-- Start --

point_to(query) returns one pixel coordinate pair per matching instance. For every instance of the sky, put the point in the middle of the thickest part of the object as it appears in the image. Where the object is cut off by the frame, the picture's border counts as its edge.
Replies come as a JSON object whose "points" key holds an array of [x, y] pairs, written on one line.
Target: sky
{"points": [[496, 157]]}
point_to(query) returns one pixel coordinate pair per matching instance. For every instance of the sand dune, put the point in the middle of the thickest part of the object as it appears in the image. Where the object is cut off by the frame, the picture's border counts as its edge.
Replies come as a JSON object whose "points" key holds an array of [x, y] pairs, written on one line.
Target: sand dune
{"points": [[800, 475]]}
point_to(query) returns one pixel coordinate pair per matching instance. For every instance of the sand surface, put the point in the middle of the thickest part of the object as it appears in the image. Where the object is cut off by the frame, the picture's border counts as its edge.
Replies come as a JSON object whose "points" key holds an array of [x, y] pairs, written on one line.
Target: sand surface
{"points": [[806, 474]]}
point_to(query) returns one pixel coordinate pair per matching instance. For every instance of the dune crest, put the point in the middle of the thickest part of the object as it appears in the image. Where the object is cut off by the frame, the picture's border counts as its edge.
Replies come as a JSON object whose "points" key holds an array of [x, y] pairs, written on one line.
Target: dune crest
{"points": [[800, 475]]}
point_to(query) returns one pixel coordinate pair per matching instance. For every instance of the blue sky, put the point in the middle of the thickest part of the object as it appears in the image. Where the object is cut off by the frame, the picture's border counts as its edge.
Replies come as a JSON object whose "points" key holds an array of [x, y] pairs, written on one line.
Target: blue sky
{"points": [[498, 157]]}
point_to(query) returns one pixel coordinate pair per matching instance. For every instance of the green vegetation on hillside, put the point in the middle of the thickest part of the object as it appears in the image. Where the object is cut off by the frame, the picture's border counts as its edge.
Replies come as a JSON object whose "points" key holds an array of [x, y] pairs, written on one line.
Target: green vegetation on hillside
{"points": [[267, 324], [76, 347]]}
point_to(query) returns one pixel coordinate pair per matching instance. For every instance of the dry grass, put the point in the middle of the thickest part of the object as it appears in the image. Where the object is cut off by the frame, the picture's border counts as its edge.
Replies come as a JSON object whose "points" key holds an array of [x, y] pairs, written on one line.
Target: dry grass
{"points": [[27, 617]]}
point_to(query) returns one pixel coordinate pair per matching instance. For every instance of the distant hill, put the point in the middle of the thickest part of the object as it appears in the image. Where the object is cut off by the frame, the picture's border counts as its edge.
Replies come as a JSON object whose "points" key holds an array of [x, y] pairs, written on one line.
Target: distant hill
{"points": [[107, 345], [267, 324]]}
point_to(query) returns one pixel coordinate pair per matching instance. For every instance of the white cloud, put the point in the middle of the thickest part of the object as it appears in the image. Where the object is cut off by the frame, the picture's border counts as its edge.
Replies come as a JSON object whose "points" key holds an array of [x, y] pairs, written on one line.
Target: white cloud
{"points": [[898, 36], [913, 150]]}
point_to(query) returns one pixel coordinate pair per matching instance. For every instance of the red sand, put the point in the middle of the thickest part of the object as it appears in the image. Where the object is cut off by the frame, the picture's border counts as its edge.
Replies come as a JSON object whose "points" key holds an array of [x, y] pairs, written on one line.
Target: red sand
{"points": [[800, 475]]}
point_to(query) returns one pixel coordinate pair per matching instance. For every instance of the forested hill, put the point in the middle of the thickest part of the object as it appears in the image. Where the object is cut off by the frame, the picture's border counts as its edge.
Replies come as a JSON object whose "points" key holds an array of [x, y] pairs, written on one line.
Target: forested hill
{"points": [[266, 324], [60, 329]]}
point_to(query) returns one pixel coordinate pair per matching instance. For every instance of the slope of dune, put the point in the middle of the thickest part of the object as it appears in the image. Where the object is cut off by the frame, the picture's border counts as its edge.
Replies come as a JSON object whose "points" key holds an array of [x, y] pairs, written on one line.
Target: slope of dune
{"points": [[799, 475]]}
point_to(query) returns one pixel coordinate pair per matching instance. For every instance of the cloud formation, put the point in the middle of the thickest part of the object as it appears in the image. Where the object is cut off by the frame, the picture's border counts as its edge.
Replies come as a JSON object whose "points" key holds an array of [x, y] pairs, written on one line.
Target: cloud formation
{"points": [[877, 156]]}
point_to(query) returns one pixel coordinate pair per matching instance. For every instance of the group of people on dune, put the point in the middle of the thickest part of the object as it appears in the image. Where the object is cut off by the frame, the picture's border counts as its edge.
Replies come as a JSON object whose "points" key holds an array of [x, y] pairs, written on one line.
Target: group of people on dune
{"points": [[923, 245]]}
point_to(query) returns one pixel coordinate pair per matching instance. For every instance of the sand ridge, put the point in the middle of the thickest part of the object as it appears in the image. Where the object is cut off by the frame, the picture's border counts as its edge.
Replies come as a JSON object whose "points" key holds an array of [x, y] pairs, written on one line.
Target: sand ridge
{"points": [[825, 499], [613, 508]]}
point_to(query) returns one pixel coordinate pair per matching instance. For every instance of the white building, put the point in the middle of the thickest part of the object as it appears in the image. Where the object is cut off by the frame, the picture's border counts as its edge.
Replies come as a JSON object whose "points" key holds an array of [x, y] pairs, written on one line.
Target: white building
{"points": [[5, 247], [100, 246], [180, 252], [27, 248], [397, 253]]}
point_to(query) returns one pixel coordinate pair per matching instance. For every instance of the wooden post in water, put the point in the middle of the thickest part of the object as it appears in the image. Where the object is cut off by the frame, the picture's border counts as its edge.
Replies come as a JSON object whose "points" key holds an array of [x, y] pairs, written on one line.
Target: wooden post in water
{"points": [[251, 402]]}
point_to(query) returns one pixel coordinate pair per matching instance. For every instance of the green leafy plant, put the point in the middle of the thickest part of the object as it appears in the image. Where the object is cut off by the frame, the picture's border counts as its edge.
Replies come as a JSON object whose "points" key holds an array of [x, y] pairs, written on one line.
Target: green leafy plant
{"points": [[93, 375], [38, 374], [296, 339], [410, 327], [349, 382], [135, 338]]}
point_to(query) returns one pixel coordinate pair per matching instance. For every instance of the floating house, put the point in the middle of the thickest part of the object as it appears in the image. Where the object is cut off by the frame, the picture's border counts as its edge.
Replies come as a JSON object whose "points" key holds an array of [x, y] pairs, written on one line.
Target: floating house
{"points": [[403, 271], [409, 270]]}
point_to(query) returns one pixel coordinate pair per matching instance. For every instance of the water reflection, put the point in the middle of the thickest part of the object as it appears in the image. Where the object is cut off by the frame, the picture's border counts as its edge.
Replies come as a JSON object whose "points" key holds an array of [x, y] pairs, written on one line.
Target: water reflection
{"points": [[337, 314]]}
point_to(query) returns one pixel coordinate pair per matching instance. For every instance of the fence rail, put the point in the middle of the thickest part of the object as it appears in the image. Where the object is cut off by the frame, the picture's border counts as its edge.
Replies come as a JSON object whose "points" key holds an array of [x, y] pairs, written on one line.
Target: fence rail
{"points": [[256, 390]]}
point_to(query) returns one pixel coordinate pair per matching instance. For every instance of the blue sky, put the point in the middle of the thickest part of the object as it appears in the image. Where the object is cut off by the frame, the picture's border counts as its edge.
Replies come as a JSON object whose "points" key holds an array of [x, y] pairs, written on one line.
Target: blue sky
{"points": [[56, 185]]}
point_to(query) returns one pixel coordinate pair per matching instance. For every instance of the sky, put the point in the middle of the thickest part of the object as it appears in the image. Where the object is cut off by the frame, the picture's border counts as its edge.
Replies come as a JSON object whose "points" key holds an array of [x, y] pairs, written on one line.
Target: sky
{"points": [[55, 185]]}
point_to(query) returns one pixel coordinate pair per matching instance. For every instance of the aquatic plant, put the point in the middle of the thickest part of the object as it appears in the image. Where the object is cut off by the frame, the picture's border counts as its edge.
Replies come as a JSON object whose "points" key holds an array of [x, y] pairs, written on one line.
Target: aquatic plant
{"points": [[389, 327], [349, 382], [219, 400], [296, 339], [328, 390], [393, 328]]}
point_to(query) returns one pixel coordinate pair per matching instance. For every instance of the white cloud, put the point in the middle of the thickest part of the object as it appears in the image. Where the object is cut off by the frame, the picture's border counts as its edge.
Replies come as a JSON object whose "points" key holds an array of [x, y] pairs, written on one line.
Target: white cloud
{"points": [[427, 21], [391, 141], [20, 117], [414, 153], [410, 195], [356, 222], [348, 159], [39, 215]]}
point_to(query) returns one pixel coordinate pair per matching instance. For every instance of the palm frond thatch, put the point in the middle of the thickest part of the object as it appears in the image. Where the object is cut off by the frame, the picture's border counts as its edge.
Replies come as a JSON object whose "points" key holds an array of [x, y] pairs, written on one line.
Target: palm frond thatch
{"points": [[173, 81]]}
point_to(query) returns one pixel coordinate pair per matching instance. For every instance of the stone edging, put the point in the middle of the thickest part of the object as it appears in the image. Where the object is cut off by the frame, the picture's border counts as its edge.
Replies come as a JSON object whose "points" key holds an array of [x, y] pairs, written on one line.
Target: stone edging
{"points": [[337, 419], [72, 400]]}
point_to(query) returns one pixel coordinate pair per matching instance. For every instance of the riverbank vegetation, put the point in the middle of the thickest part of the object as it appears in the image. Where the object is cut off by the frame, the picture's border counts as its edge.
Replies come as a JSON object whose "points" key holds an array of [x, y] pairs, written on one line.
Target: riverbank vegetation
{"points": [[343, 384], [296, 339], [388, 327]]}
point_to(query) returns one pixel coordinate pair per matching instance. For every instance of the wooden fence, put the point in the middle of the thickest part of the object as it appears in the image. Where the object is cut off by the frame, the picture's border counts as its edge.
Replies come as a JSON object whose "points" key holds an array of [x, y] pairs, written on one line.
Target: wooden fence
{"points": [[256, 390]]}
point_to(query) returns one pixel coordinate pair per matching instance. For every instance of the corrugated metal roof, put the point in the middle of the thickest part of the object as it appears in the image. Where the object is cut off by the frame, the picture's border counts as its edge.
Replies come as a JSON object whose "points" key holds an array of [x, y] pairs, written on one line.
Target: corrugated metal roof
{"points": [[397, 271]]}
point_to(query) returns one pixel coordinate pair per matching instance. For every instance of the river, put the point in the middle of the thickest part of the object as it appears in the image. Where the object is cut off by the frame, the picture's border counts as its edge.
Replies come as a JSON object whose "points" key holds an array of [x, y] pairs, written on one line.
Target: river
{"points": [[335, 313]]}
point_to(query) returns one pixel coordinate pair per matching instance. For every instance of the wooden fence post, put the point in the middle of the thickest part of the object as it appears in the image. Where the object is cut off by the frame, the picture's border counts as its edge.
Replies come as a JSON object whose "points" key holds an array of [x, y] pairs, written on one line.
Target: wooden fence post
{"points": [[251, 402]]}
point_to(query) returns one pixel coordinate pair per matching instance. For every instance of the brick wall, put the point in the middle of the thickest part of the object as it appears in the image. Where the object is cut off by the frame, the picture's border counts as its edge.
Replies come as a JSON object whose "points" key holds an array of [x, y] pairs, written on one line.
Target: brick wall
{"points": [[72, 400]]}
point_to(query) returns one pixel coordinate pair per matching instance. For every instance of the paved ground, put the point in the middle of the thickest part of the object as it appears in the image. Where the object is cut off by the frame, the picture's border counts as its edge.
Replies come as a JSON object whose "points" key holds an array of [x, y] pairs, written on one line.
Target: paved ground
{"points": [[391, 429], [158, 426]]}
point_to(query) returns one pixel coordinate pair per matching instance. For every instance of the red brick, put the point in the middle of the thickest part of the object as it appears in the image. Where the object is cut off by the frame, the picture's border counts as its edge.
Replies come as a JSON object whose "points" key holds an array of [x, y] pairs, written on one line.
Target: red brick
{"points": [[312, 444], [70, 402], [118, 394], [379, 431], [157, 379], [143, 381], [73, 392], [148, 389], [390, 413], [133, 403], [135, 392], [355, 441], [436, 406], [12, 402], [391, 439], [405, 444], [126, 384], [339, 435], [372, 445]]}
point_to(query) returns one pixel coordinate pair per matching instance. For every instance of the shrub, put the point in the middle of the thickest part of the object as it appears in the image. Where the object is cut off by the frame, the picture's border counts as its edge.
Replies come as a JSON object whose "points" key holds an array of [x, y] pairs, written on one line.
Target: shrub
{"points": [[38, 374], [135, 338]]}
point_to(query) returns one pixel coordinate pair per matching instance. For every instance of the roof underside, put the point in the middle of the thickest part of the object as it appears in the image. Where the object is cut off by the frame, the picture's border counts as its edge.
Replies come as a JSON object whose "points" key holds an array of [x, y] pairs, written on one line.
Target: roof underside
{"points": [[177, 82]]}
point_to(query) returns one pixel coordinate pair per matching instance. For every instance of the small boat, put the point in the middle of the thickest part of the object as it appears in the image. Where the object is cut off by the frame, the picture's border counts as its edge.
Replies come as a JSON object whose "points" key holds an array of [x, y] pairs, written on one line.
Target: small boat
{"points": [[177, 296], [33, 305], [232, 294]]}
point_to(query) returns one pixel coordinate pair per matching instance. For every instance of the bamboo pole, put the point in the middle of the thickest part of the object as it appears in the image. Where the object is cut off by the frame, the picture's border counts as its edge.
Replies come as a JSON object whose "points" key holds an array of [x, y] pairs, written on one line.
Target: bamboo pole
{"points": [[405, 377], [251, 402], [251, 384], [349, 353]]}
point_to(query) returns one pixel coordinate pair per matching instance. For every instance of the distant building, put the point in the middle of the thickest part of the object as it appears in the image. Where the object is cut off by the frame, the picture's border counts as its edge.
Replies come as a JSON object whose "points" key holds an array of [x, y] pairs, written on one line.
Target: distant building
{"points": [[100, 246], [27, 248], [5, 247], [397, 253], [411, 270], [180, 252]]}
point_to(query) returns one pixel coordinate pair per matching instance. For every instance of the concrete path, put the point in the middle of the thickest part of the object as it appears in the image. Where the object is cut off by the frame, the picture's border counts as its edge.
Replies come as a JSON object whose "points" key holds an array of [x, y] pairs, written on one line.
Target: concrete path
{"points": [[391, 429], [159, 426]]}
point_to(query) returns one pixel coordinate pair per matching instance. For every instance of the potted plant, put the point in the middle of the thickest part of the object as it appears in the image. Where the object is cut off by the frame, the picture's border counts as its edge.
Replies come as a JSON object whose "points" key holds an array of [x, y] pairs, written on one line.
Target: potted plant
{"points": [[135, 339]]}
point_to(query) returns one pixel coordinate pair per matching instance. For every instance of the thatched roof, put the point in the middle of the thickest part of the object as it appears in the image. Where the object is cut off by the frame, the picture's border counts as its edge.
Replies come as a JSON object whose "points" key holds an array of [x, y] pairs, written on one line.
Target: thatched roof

-- End --

**WHAT THE EXERCISE ASKS**.
Copy the lines of the material above, from the line containing "of the small" through the line containing "Target: small boat", with both of those lines included, and reproduce each one unchanged.

**RESPONSE**.
point_to(query) returns one pixel coordinate pair per matching instance. For every instance of the small boat, put the point in the middle of the thickest part of the object as it appears in the image. Where the object is cut off by the frame, the picture's border counts as its edge.
Replies come as a JSON object whose "points" key holds an array of [x, y] pairs, written on one line.
Target: small boat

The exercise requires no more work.